▼
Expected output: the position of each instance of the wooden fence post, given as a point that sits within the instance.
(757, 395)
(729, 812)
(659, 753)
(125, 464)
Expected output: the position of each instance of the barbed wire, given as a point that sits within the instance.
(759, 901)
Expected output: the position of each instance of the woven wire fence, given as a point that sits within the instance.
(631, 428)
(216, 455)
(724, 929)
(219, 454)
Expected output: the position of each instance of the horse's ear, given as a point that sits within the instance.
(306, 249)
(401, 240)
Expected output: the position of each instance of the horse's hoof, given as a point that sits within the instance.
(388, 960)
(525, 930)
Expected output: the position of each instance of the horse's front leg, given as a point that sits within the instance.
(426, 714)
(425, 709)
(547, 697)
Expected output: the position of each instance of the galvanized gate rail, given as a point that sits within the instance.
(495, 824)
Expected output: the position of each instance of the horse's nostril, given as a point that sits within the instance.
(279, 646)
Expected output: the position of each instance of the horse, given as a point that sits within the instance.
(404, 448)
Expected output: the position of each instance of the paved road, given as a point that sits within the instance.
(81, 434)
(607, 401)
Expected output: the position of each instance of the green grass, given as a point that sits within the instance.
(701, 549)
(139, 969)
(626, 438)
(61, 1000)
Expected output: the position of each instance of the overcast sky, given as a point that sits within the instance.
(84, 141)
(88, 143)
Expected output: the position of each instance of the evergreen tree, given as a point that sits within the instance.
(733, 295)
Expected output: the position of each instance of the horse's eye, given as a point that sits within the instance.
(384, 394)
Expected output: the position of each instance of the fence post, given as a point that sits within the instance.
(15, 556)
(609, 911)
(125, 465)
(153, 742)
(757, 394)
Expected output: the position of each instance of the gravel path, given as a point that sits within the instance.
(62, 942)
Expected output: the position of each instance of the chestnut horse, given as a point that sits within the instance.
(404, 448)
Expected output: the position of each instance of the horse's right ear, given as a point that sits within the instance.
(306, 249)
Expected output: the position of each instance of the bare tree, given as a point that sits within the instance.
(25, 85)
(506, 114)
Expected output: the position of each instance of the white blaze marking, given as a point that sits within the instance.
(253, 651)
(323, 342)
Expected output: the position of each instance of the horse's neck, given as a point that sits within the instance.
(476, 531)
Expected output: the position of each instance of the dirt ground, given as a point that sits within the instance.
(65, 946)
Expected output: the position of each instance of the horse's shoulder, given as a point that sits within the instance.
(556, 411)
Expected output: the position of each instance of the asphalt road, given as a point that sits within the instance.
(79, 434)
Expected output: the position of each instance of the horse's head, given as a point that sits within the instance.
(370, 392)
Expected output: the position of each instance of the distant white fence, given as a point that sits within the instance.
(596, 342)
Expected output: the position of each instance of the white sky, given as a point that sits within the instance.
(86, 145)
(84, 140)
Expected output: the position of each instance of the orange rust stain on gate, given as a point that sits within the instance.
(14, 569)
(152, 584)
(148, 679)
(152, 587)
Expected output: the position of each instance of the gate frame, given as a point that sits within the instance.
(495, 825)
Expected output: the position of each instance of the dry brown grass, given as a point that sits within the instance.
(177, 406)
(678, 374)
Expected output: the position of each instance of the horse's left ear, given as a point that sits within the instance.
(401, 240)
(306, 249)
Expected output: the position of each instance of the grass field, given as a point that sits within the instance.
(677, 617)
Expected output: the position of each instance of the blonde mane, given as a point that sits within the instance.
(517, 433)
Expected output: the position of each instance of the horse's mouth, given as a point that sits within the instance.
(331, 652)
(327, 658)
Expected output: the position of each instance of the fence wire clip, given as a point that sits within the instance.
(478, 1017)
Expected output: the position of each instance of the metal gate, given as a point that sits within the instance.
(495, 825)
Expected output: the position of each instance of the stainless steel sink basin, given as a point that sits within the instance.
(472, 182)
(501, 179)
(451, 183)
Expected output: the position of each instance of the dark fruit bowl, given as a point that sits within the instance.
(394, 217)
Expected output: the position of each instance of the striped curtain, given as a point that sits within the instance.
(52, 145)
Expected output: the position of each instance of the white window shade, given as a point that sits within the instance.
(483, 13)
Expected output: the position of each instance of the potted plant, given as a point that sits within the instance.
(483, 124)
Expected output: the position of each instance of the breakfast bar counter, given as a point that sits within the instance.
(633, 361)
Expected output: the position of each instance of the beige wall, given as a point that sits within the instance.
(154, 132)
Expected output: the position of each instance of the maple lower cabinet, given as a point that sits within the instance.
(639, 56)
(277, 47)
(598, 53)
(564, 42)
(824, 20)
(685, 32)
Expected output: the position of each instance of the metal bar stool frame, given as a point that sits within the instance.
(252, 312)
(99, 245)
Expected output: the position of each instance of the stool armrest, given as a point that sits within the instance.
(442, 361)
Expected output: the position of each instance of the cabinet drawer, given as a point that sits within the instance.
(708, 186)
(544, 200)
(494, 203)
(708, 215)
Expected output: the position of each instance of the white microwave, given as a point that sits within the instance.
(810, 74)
▲
Prompt: Copy exactly. Include the line containing "Expected output: the position of each instance of the stool" and every later line through the end of the listing, and nothing else.

Response box:
Expected output: the position of each instance of the stool armrest, given as a point that sits within the instance.
(442, 361)
Expected output: the position of each instance of the cabinet drawer, given as a point that sits within the instance.
(708, 186)
(544, 200)
(494, 203)
(708, 215)
Expected output: the position of each instance of the white microwave, given as a point that sits within the instance.
(810, 74)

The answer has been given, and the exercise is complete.